*** Opening Given passage ***

On December 29, 2018, the Louisiana-based company CenturyLink experienced a nationwide outage that affected areas from New York to California. Minnesota customers complained their landlines were down, in Idaho, it was reported that about 30 percent of the state offices were having issues, libraries experienced internet outage, some ATM machines went down and the Idaho Lottery tweeted they could not sell or pay claims on tickets. The problem extended to Medical Centers in Colorado not being able to bring up patient records, to technical difficulties at Albuquerque, New Mexico's counties water authority facilitates.
But the biggest problem from the outage was the concern that customers were unable to call the emergency service 911 number across the 35 states that CenturyLink services.

*** Closing Given passage ***
*** Opening Records supplied ***

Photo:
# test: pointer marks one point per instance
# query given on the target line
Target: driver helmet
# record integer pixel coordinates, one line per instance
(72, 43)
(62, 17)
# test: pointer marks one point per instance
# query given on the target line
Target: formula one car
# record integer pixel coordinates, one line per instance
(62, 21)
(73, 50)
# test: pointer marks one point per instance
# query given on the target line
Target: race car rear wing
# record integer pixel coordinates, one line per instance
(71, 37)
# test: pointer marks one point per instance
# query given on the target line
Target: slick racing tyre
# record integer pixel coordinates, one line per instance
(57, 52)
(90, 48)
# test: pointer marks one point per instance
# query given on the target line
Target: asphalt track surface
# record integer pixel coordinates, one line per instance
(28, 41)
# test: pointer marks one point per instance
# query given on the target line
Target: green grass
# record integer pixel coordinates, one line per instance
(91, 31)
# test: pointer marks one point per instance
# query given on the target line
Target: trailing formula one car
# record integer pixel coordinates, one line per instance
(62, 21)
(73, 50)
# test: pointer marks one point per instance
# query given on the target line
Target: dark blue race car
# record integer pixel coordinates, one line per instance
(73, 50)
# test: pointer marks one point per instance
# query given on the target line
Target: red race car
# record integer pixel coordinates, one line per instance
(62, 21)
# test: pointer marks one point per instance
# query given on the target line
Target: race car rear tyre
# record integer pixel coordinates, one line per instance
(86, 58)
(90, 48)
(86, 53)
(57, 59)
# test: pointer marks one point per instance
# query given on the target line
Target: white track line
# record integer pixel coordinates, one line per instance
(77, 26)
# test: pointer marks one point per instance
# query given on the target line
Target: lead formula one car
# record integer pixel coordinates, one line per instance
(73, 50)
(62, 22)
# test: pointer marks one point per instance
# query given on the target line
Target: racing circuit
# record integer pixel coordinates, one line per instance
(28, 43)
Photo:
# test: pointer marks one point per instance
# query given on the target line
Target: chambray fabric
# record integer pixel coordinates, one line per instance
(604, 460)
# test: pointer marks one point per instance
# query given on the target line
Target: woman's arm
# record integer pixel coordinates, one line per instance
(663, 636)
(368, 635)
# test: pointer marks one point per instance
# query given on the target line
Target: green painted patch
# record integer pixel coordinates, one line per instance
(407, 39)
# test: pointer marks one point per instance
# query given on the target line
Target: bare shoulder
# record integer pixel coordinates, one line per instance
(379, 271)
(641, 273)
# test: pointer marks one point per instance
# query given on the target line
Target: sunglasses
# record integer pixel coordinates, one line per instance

*** Closing Records supplied ***

Required work:
**A.** Decide whether each statement agrees with the passage about the CenturyLink outage, answering yes or no and quoting the words that settle it: (i) The outage took place on December 29, 2018. (ii) About half of Idaho's state offices were having issues. (iii) CenturyLink serves 35 states.
**B.** List every U.S. state named in the passage about the CenturyLink outage.
The listing is unrelated to the passage about the CenturyLink outage.

Solved problems:
**A.**
(i) Yes: "On December 29, 2018, the Louisiana-based company CenturyLink experienced a nationwide outage"
(ii) No: "about 30 percent of the state offices were having issues"
(iii) Yes: "across the 35 states that CenturyLink services"

**B.** Louisiana, New York, California, Minnesota, Idaho, Colorado, New Mexico